◆ EXTRAIT CHOISI ◆
==================================================
Comment fonctionne le régime de retraite actuel ?

La France est réputée pour la complexité de son système de retraite, si bien qu’il est compliqué de parler « d’un » régime de retraite. Il existe des régimes différents, selon que l’on travaille pour le secteur privé ou dans la fonction publique, que l’on est salarié ou indépendant ; sans compter les divers régimes spéciaux (marins, clercs, SNCF, RATP, Comédie française, Banque de France…). En tout, le pays compte plus d’une trentaine de régimes, répartis entre régimes de bases et régimes complémentaires.
Malgré les différences qui existent entre chaque régime, ils sont globalement régis par trois grands principes du système de retraite :
  • il est obligatoire : toute personne qui travaille cotise pour la retraite, sans possibilité d’y déroger. Pour les salariés, ces cotisations sont prélevées sur le salaire brut et acquittées par l’employeur ;
  • c’est un système par répartition : les cotisations des actifs paient les pensions des retraités, dans une logique de solidarité intergénérationnelle. A l’inverse, dans un régime de retraite par capitalisation, chaque actif accumule un capital qui servira à payer sa propre retraite ;
  • il est « contributif » : les pensions de retraites sont proportionnelles au montant des cotisations versées durant la carrière. Chacun est obligé de cotiser durant une durée déterminée pour valider des « semestres » ou « annuités ». Si ces conditions sont remplies, un montant de pension est garanti (50 % du salaire moyen des 25 meilleures années de carrière dans le régime général, par exemple).

Que propose Emmanuel Macron ?

Le candidat d’En marche ! veut mettre fin à la multiplicité des régimes de retraite et créer un système unique avec les mêmes règles pour tous les travailleurs, quel que soit leur statut. L’objectif est de remédier à la complexité du système actuel, et aux inégalités qu’il génère dans les âges de départ à la retraite et sur le montant des pensions. Il n’est ni le seul ni le premier à envisager cette réforme. François Fillon porte également cette ambition dans la campagne présidentielle, et on cite souvent l’exemple d’Alain Juppé, qui avait voulu, en 1995, aligner les régimes de retraites – il avait alors provoqué les grèves les plus importantes depuis 1968.
Outre la création d’un système universel de retraite, Emmanuel Macron se distingue surtout en proposant la mise en œuvre d’un système de retraite proche du système « par points », où un euro cotisé ouvrirait les mêmes droits à tous. Il est le seul dans cette campagne, mais pas le premier : la réforme des retraites de Nicolas Sarkozy en 2010 prévoyait une réflexion nationale sur une « réforme systématique », qui inclurait une étude des « conditions de mise en place d’un régime universel par points ou en comptes notionnels, dans le respect du principe de répartition ».
==================================================
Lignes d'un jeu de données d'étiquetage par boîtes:

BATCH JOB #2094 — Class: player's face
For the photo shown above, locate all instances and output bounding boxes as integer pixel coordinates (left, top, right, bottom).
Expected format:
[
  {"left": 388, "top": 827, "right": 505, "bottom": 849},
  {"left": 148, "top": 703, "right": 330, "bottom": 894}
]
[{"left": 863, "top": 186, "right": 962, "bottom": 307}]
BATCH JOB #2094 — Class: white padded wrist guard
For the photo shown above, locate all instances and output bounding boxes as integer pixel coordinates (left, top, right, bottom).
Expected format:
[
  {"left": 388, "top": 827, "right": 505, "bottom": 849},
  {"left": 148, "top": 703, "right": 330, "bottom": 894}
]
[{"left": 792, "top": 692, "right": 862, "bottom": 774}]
==================================================
◆ CONSIGNE 1 ◆
Donnez le nom de chaque personne citée dans l'extrait sur les retraites.
◆ CONSIGNE 2 ◆
Recopiez tout le passage de l'extrait sur les retraites, depuis « La France est » jusqu'à « et régimes complémentaires. ».

◆ RÉPONSE ATTENDUE 1 ◆
Emmanuel Macron
François Fillon
Alain Juppé
Nicolas Sarkozy

◆ RÉPONSE ATTENDUE 2 ◆
La France est réputée pour la complexité de son système de retraite, si bien qu’il est compliqué de parler « d’un » régime de retraite. Il existe des régimes différents, selon que l’on travaille pour le secteur privé ou dans la fonction publique, que l’on est salarié ou indépendant ; sans compter les divers régimes spéciaux (marins, clercs, SNCF, RATP, Comédie française, Banque de France…). En tout, le pays compte plus d’une trentaine de régimes, répartis entre régimes de bases et régimes complémentaires.